Olga Volianska

PX3 Prix de la Photographie Paris 2020 – Non-Professional
First Place Winner in Nature – Frozen Gardens

Delicate compositions of flowers frozen in water, evocative of the ephemeral and the ethereal, are captured in Olga Volianska’s enchanting images.

The Ukrainian photographer made the aptly titled ‘Frozen Gardens’ series during the Covid-19 lockdown this spring in her home in the coastal city of Odessa, Ukraine. The wilting flowers sometimes appearing blurry and indistinct, with air bubbles visible just beneath the surface, the series is suggestive of a desire to preserve something through photography and suspend time.

“You conceive something but flowers are active in the water and the freezing intervenes [with the composition],” Volianska, 45, says. “The position of the frozen flowers was always a surprise and gave me the feeling of holding a moment.”

Volianska’s husband had purchased the flowers from pensioners living nearby who had grown them in their gardens. Experimenting and improvising, Volianska aesthetically arranged them in the water, paying careful attention to color combinations, froze them and subsequently photographed them.

Completely unpredictable, the creative process was full of surprises. “I had to invent a whole kind of freezing technology as it was important that everything didn’t turn into a block of ice,” she explains. “An epiphany happened when I got the result and watching the remaining air bubbles was very exciting.”

MATERIAL PROVIDED
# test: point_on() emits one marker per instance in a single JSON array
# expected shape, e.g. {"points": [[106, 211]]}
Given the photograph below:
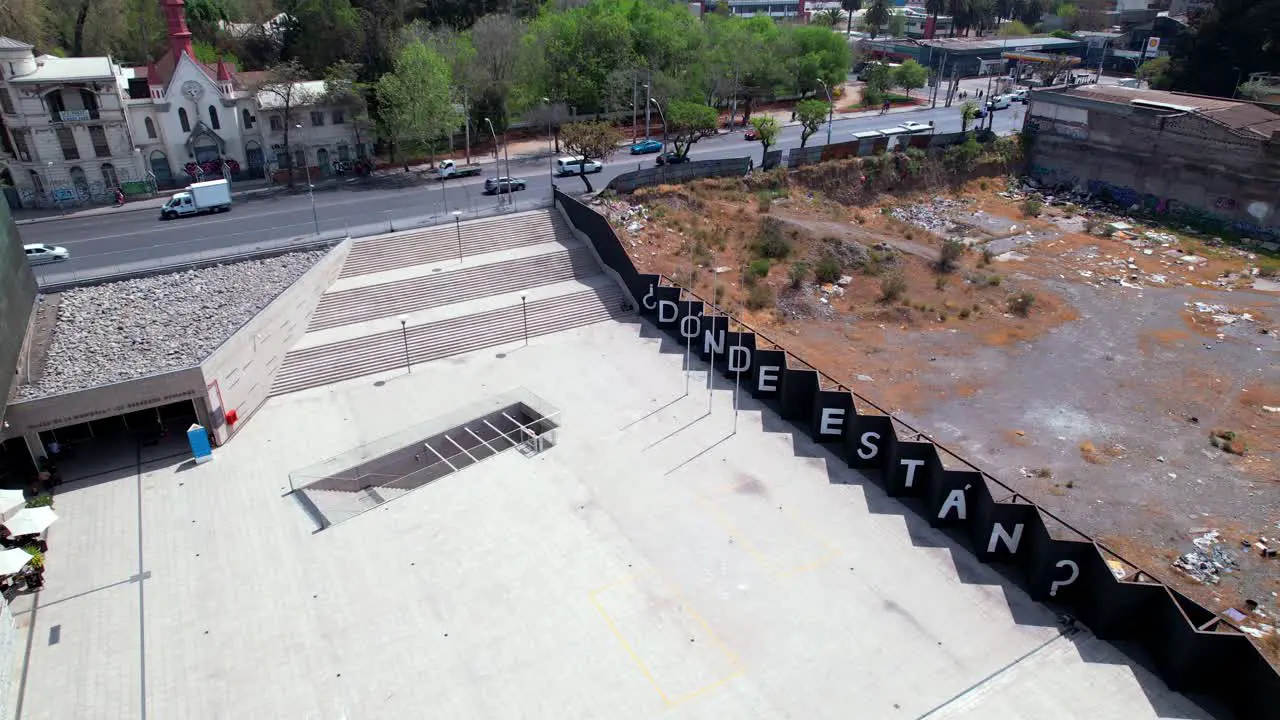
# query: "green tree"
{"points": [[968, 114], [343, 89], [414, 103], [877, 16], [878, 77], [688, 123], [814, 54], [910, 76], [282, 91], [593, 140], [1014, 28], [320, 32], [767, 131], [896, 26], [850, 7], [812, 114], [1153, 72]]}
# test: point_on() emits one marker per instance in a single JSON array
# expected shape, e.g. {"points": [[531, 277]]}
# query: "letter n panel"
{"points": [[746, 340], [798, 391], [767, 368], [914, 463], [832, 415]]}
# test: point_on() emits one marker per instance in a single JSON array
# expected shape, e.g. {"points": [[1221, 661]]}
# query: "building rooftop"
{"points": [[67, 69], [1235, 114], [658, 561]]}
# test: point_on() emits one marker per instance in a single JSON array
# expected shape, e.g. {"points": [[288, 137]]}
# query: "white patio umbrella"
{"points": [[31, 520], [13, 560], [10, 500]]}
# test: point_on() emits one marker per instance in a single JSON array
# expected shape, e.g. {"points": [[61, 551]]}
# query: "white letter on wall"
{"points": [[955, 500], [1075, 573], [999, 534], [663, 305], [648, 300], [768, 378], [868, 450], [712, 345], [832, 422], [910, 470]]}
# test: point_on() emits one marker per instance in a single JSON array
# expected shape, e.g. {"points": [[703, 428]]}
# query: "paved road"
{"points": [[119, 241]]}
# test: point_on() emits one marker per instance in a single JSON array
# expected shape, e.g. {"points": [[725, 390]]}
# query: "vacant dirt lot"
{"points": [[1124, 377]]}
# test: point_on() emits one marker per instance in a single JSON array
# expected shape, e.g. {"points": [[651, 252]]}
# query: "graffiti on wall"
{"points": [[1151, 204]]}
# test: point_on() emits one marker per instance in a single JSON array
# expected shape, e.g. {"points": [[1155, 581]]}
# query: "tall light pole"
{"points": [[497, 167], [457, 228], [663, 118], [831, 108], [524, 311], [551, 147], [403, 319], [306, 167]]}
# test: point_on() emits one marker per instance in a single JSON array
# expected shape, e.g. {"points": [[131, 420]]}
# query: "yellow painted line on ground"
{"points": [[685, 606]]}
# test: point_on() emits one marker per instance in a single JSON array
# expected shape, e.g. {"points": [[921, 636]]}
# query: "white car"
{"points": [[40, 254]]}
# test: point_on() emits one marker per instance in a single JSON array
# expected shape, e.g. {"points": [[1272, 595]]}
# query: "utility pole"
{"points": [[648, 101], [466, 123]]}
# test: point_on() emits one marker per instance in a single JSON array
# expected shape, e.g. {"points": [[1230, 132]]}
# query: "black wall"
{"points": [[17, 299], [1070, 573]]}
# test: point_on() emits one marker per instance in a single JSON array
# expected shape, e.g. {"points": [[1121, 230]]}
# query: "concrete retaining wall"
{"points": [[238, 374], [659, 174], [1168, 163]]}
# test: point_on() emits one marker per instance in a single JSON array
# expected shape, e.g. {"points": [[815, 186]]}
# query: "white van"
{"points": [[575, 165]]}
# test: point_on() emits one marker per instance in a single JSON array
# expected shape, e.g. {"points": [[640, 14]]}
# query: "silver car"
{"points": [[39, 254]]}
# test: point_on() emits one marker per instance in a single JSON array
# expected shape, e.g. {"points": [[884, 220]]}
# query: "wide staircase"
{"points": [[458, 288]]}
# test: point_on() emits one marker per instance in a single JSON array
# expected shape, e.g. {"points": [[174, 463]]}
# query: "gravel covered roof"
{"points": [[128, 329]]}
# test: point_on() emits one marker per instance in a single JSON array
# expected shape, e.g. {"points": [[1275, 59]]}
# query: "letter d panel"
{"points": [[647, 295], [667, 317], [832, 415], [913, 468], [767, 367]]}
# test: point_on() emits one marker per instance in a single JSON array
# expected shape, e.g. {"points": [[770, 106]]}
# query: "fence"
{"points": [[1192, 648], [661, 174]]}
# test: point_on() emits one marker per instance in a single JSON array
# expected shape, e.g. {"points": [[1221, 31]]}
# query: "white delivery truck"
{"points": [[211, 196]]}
==
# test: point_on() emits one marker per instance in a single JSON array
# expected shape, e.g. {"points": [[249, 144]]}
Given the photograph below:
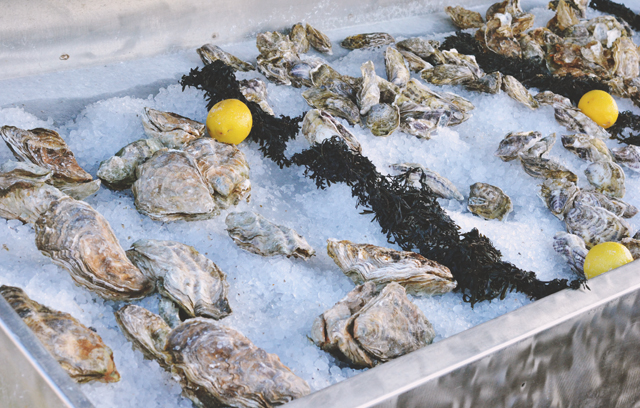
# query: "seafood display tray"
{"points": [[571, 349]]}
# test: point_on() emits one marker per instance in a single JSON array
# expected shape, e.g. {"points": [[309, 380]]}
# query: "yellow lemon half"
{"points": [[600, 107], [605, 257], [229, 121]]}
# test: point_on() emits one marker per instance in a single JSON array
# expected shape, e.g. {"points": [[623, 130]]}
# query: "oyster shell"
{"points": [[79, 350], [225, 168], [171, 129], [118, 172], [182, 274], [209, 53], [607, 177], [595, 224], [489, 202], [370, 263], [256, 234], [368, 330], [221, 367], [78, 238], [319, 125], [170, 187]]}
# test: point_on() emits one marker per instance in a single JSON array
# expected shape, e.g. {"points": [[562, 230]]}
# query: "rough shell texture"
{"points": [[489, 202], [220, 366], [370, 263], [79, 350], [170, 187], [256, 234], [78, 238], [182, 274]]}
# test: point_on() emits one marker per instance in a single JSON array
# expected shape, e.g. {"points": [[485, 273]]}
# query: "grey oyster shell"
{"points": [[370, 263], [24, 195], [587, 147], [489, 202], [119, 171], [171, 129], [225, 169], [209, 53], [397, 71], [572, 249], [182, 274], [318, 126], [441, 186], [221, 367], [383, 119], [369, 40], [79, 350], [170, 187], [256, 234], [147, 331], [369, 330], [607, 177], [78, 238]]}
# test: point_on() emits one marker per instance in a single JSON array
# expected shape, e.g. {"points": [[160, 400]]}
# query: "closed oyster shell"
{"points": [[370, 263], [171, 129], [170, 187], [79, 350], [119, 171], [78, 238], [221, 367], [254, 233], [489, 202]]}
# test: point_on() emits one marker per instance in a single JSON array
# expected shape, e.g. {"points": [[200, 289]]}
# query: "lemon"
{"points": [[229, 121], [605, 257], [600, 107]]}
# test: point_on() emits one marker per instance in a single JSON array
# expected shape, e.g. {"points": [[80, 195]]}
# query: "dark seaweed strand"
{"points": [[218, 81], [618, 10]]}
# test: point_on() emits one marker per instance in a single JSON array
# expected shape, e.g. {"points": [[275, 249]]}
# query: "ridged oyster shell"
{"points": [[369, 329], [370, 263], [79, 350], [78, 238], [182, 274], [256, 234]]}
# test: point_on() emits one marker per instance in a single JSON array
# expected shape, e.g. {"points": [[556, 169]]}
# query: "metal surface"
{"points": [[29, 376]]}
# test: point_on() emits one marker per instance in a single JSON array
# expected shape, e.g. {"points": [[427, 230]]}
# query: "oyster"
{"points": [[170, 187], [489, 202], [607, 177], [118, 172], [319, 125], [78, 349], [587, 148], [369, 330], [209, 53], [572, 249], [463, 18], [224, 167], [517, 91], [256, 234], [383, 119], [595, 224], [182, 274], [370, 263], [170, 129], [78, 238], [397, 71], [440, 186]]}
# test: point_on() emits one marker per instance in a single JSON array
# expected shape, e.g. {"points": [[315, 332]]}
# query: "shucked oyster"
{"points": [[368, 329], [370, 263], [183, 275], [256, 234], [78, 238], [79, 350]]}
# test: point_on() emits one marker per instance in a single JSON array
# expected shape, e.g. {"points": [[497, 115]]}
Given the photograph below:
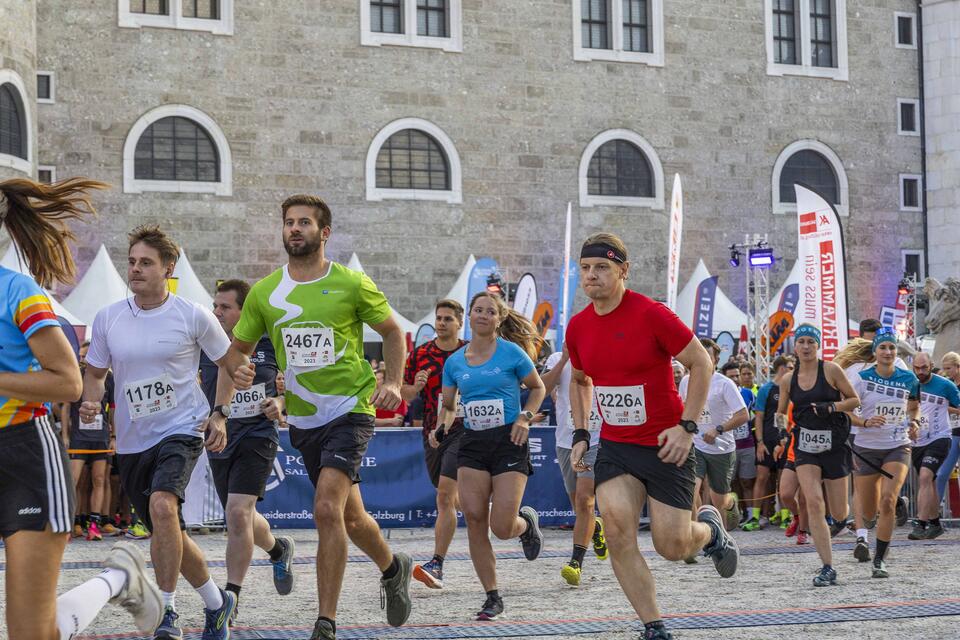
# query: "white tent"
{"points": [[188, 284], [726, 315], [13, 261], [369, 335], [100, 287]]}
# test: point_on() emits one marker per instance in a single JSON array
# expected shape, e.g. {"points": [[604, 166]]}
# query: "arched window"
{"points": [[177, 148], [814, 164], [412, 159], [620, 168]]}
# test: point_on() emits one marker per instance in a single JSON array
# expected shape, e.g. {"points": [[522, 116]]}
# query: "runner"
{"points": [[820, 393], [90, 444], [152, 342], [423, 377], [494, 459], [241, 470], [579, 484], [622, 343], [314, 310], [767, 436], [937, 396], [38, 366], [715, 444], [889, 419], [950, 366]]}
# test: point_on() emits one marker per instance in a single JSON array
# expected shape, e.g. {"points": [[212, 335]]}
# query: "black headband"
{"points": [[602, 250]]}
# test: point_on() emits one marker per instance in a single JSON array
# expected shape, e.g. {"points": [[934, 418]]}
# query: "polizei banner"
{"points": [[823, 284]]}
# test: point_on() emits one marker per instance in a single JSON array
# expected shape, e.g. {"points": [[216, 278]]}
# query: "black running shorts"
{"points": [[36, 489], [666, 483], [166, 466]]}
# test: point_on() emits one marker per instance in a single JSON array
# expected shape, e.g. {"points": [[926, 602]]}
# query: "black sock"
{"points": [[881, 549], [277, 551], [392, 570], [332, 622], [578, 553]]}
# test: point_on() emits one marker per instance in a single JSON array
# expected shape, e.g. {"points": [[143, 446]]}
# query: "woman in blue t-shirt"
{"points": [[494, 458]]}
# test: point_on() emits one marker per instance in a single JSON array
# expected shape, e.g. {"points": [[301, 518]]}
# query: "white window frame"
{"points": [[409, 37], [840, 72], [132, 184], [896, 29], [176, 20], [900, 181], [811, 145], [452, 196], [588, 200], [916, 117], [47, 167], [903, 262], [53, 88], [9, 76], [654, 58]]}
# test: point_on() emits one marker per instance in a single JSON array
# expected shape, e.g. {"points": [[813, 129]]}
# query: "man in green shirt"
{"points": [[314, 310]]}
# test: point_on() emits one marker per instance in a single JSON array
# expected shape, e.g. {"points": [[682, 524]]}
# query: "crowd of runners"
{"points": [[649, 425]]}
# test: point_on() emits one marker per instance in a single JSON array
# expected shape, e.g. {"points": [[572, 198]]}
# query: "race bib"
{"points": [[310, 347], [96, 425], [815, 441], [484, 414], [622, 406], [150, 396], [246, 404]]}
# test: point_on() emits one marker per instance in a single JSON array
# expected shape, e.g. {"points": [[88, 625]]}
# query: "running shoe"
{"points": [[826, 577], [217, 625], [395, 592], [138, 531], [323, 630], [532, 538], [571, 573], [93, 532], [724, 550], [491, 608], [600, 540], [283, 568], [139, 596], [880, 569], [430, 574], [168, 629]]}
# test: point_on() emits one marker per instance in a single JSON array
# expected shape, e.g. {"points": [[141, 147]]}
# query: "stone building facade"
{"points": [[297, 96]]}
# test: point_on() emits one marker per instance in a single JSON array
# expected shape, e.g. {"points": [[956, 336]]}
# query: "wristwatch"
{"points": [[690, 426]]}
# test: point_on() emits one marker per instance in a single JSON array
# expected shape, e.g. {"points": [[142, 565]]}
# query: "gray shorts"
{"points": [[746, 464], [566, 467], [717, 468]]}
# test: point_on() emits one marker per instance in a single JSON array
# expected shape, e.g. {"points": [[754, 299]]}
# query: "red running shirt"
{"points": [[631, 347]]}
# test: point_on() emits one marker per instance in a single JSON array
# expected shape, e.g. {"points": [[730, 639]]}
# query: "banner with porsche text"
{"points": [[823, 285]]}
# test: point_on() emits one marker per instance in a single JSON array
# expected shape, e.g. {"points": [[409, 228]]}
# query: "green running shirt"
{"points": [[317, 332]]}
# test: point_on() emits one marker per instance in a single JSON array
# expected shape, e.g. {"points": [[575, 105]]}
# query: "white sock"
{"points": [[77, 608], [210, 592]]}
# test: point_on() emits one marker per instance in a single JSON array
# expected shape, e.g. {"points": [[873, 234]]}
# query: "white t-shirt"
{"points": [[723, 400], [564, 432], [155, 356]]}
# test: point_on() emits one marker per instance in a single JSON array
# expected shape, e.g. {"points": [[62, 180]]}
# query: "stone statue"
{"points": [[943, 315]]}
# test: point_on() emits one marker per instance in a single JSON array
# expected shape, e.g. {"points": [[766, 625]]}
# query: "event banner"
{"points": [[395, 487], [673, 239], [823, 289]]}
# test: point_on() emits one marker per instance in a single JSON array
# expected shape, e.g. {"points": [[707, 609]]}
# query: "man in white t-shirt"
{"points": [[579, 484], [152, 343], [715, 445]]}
...
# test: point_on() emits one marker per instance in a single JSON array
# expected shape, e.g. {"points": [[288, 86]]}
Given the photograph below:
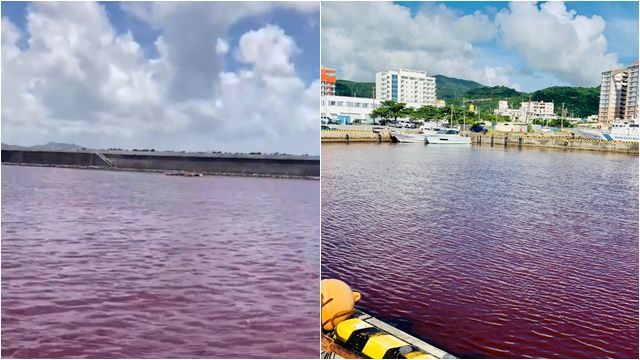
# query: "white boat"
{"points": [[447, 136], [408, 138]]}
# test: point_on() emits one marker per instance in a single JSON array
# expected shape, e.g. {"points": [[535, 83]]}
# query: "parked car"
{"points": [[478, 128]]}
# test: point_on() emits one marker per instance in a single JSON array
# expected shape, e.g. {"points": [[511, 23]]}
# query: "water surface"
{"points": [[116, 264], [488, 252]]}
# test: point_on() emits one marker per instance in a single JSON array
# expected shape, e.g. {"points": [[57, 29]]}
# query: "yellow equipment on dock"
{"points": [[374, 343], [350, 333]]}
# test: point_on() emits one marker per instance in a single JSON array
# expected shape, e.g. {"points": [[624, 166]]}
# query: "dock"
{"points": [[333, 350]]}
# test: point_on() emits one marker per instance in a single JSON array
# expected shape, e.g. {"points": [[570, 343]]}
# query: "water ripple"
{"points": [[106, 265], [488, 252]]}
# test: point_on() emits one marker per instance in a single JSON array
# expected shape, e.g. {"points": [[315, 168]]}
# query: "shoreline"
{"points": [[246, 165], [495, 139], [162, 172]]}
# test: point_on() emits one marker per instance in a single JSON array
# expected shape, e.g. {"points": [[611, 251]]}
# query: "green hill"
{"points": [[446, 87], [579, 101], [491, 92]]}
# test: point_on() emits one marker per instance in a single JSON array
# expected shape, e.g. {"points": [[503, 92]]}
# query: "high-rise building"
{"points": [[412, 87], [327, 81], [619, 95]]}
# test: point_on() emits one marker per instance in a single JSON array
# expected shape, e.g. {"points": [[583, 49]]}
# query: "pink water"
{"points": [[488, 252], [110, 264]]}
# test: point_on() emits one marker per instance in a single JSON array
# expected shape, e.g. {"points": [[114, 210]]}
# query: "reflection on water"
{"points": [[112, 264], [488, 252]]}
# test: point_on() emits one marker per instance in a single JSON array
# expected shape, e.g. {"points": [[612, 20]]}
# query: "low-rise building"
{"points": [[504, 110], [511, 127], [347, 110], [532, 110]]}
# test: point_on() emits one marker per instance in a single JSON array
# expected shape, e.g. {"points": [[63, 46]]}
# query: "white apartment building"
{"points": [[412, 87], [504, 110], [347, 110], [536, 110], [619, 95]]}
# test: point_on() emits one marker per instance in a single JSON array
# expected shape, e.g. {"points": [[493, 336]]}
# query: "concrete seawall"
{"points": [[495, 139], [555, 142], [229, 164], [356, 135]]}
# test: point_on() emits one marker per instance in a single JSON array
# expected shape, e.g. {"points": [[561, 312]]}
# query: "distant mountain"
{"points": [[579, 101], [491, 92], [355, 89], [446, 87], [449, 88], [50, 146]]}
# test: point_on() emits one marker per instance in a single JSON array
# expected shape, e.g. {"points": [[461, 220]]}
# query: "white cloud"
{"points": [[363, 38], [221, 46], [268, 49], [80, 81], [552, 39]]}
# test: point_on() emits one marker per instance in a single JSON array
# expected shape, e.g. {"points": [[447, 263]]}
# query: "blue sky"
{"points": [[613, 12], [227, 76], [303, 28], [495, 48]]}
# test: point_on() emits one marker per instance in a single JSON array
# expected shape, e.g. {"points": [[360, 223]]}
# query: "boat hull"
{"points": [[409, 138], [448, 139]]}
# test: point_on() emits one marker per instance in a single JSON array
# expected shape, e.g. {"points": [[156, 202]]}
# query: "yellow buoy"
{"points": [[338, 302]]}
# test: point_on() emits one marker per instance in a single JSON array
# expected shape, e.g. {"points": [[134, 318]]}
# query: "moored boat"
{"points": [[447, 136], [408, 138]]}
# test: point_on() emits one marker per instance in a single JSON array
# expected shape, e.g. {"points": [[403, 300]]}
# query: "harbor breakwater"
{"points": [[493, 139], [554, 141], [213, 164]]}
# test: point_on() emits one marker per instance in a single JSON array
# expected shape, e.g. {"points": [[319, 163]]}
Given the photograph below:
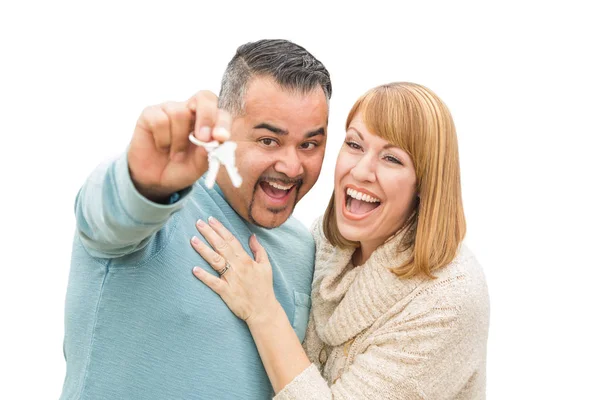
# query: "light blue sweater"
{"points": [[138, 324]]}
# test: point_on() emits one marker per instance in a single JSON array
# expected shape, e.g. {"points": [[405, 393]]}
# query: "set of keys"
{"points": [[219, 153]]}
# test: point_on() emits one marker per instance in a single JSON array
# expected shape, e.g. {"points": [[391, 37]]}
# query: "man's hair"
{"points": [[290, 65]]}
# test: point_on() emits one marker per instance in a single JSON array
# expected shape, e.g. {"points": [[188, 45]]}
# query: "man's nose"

TASK REQUIREMENTS
a) In the Frozen Gardens text, what steps did Volianska take with the flowers after her husband bought them? List them in order.
b) Why did Volianska have to invent a whole kind of freezing technology, according to the Frozen Gardens text? Answer in one to three sentences.
c) Switch "spring" to "winter" in the Frozen Gardens text from "Delicate compositions of" to "and suspend time.", and write out that passage.
The data has nothing to do with the Frozen Gardens text.

SOLVED PROBLEMS
a)
- She arranged them in the water, paying careful attention to color combinations.
- She froze them.
- She photographed them.

b) She had to invent it because it was important that everything didn't turn into a block of ice.

c)
Delicate compositions of flowers frozen in water, evocative of the ephemeral and the ethereal, are captured in Olga Volianska’s enchanting images.

The Ukrainian photographer made the aptly titled ‘Frozen Gardens’ series during the Covid-19 lockdown this winter in her home in the coastal city of Odessa, Ukraine. The wilting flowers sometimes appearing blurry and indistinct, with air bubbles visible just beneath the surface, the series is suggestive of a desire to preserve something through photography and suspend time.